### Source passage ###

UHNews: What convinced you to take a position at the Peter Munk Cardiac Centre?
Dr. Badiwala: Having had the opportunity to train extensively at the PMCC, I was well aware of the cutting-edge research and clinical work being performed here on a daily basis. I was convinced that this was the place to be if I wanted to be part of a team of world-class innovators.
UHNews: What are your main areas of interest?
Dr. Badiwala: My main areas of clinical interest are heart transplantation, mechanical circulatory assistance, mitral valve repair and minimally invasive valve surgery. My main area of research interest is donor organ protection strategies and I will be working on developing an Ex-Vivo Heart Perfusion system to resuscitate and evaluate donor hearts.
UHNews: What are you looking forward to most as you begin your tenure as a member of the Cardiovascular Surgery Department at the PMCC?
Dr. Badiwala: I am looking forward to working with a team of incredibly motivated individuals in the Department who have a vision for innovation and excellence in Cardiovascular Surgery. I am also looking forward to applying some of the new skills that I learned during my fellowship in Chicago to provide less invasive cardiac surgery to our patient population.

### Data under study ###

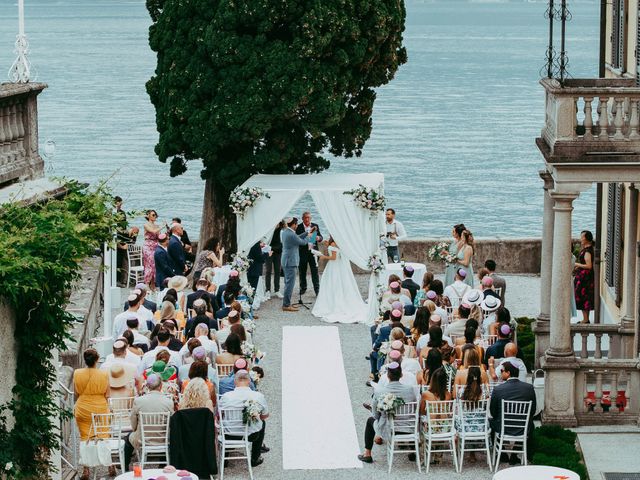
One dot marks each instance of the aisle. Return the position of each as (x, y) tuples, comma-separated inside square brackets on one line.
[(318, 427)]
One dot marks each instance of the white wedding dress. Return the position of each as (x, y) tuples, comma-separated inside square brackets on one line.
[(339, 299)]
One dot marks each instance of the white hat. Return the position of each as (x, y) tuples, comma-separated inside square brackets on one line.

###
### Data under study ###

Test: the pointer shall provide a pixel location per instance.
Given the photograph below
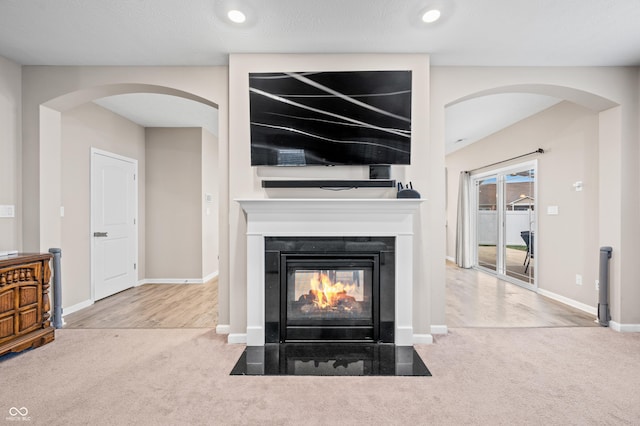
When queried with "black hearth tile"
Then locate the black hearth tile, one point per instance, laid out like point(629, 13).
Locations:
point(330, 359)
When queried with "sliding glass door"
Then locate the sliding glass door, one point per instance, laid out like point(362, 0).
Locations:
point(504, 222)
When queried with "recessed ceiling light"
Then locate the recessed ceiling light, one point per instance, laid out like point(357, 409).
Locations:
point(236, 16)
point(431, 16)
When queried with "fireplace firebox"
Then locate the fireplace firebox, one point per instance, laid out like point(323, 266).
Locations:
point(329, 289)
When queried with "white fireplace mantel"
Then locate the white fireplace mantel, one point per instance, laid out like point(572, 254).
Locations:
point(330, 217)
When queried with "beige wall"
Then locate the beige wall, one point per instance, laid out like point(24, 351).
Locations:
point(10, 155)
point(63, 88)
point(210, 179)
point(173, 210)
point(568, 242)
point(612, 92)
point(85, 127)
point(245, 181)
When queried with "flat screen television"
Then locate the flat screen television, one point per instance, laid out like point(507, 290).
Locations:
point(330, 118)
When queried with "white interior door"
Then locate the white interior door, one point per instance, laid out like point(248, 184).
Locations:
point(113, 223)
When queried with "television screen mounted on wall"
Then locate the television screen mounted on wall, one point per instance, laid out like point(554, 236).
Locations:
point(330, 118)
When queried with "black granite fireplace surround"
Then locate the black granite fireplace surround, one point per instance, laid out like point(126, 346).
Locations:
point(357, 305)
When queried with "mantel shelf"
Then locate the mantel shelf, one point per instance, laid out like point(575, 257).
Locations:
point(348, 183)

###

**Check your understanding**
1. In the interview with Dr. Badiwala, what system is to be developed to resuscitate and evaluate donor hearts?
2. Translate this sentence from the interview with Dr. Badiwala into German: "I was convinced that this was the place to be if I wanted to be part of a team of world-class innovators."
3. Continue the interview with Dr. Badiwala from the end of the last answer.

**Per-task answers**
1. An Ex-Vivo Heart Perfusion system.

2. Ich war überzeugt, dass dies der richtige Ort war, wenn ich Teil eines Teams von Innovatoren von Weltrang sein wollte.

3.
UHNews: What is your vision for your role in the Cardiovascular Surgery Department?
Dr. Badiwala: My vision for my role in Cardiovascular Surgery at PMCC is to continue to provide innovation in the areas of valve surgery and the surgical management of heart failure. I want to establish a multi-disciplinary Valve Clinic – a one stop shop so to speak – for patients with valvular heart disease. For those that do require valve surgery, I want to provide new techniques that are less invasive. Similarly, for patients requiring mechanical circulatory support such as LVADs, I also wish to apply less invasive techniques that I have learned.
UHNews: Which accomplishments/accolades you are most proud of and why?
Dr. Badiwala: I am most proud of having received the first Annual Shafie S. Fazel Outstanding Resident Surgeon and Investigator Award. Shafie was a friend, mentor and fellow resident in the Cardiac Surgical Training Program at the University of Toronto. He was an inspiration to me and many others. A phenomenal clinician and scientist, Shafie would clearly have been a "superstar" academic cardiac surgeon. Tragically, he lost his life to cancer in the midst of his training. Having won this award created in his honour was a personally touching and humbling event for me.
UHNews: Anything else you want to share?
Dr. Badiwala: I feel truly privileged to have been given the opportunity to return to Canada and the Peter Munk Cardiac Centre where I will work amongst some of the best healthcare workers in the world to produce world-leading outcomes.